Abstract 98: Embryonic Extracellular Matrix and Cell Fate Determination

• Published in: Circulation research Vol. 117; no. suppl_1
• Main Authors: Kren, Stefan M, Chapman, Christopher S, Loza, Andrew, Garry, Daniel J, Garry, Mary G
• Format: Journal Article
• Language: English
• Published: 17.07.2015
• ISSN: 0009-7330; 1524-4571
• DOI: 10.1161/res.117.suppl_1.98

Abstract only Background - The determination of cell fate during development is governed by intrinsic factors, but also by interaction with the milieu in which they reside. The extracellular matrix (ECM) from rapidly developing tissue should form a rich signaling environment for cellular proliferation and differentiation. Hypothesis - Murine embryonic ECM can be prepared by detergent decellularization that is morphologically preserved, biocompatible for cell culture, and at E13.5 substantial enough to permit vascular catheterization and recellularization by perfusion. Methods and Results - To test the contribution of embryonic extracellular matrix (ECM) to the determination of cell fate, we undertook isolation of ECM from developing murine embryos. Triton X-100 and SDS detergent decellularization were used to isolate ECM from E10.5 and E13.5 embryos. Acellularity was confirmed by pico-green DNA assay (98.7 % ± 0.95 of DNA removed compared to control), as well as the lack of visible nuclei by H & E and DAPI histology. The matrix scaffolds were washed thoroughly with PBS and culture media to return them to a biocompatible state. Murine embryonic stem cells (mESC) modified to express EGFP were cultured on the exterior or the interior of the ECM scaffolds. mESCs seeded on the exterior of the E10.5 scaffolds or perfused through the E13.5 umbilical vasculature were highly adherent and proliferative during the 17 day culture period as evidenced by fluorescent microscopy. Perfused mESCs exhibited engrafted in the heart, liver, and vascular conduit E13.5 matrix 2 days post-infusion. Histology confirmed the attachment and morphologic alteration of the cultured cells on the exterior of the E10.5 ECM and presence of the perfused cells in the E13.5 embryo matrix interior. Conclusion - Biocompatible, acellular morphologically preserved embryonic ECM can be extracted from E10.5 and E13.5 murine embryos. By E13.5 the structural integrity of the acellular matrix can sustain vascular perfusion for delivery of mESCs to internal organoid structures. These ECM preparations support the proliferation and maintenance of mESCs externally and internally.
--------------------------------
> Exercise description
Name all the main authors listed in the abstract on embryonic extracellular matrix and cell fate.
--------------------------------
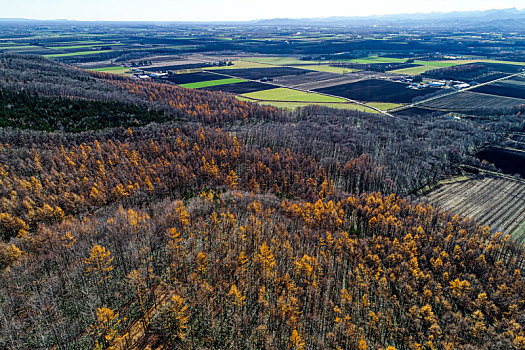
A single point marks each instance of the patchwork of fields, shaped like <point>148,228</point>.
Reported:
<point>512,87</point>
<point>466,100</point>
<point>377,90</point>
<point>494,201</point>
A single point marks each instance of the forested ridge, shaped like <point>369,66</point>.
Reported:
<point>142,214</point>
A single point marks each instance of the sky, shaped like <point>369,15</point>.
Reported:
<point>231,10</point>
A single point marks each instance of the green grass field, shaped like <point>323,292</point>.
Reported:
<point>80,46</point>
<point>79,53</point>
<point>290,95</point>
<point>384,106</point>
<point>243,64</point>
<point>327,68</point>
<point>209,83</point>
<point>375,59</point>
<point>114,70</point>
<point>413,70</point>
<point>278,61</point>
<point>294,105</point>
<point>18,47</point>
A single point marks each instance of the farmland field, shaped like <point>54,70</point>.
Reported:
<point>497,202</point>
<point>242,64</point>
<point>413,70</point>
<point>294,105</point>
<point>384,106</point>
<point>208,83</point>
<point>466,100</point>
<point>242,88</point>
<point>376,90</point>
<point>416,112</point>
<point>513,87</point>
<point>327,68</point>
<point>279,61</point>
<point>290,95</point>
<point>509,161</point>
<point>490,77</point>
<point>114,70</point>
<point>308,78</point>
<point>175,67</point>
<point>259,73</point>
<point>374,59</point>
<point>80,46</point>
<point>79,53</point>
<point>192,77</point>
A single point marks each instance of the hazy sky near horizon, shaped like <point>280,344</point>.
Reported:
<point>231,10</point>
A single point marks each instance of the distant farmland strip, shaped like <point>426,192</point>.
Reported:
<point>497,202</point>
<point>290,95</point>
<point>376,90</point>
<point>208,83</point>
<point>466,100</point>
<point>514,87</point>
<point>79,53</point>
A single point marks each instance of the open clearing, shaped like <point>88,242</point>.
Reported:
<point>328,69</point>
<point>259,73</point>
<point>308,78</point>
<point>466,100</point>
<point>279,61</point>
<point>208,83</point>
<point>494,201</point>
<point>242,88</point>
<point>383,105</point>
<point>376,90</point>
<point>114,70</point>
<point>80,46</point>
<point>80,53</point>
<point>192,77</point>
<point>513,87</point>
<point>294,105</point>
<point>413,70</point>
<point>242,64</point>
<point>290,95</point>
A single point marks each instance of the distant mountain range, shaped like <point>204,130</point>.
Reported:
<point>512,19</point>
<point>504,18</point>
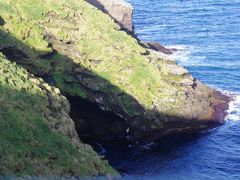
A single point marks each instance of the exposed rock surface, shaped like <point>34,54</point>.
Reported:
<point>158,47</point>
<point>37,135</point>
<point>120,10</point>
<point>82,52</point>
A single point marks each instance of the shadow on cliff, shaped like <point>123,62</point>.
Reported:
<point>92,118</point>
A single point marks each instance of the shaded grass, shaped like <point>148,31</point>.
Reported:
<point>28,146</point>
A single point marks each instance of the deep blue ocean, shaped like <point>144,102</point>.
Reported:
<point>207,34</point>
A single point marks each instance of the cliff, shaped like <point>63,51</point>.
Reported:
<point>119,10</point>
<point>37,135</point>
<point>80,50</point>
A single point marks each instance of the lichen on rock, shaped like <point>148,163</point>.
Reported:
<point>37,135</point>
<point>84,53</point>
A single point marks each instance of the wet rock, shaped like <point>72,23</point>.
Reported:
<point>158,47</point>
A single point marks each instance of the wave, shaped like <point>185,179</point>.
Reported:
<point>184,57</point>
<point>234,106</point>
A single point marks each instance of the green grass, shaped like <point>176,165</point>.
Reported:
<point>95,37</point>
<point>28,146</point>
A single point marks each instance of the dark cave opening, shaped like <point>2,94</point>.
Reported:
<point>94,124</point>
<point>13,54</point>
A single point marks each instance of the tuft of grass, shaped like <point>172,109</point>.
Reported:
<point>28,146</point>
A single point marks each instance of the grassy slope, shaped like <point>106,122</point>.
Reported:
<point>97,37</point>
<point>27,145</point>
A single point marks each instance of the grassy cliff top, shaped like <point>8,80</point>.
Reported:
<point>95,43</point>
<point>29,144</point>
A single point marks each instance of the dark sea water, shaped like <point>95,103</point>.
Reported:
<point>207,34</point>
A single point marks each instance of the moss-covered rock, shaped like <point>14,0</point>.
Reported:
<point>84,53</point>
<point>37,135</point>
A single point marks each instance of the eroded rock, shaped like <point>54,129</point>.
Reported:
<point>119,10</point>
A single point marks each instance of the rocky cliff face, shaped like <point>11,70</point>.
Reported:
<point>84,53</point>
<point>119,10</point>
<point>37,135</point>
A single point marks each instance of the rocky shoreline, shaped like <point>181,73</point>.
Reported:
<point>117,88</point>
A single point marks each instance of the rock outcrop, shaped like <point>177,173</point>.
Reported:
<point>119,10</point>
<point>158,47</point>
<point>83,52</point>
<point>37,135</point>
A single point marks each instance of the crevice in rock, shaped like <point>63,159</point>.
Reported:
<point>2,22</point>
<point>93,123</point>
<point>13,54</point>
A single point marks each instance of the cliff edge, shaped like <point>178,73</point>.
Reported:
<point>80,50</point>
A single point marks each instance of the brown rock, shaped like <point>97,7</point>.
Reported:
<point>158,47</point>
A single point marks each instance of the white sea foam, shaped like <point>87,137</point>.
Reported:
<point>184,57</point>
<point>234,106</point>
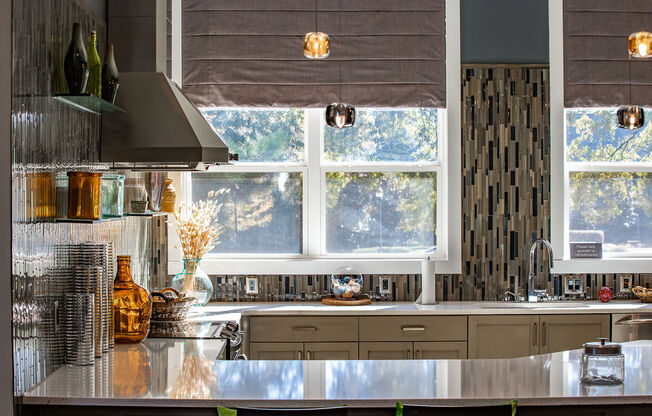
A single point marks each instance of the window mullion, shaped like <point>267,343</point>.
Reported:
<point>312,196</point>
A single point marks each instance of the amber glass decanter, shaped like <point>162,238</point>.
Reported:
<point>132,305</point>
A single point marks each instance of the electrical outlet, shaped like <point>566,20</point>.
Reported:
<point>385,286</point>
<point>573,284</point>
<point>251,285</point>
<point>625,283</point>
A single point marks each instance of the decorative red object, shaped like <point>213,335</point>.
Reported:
--------------------------------
> Exercise answer
Kren, Stefan M; Chapman, Christopher S; Loza, Andrew; Garry, Daniel J; Garry, Mary G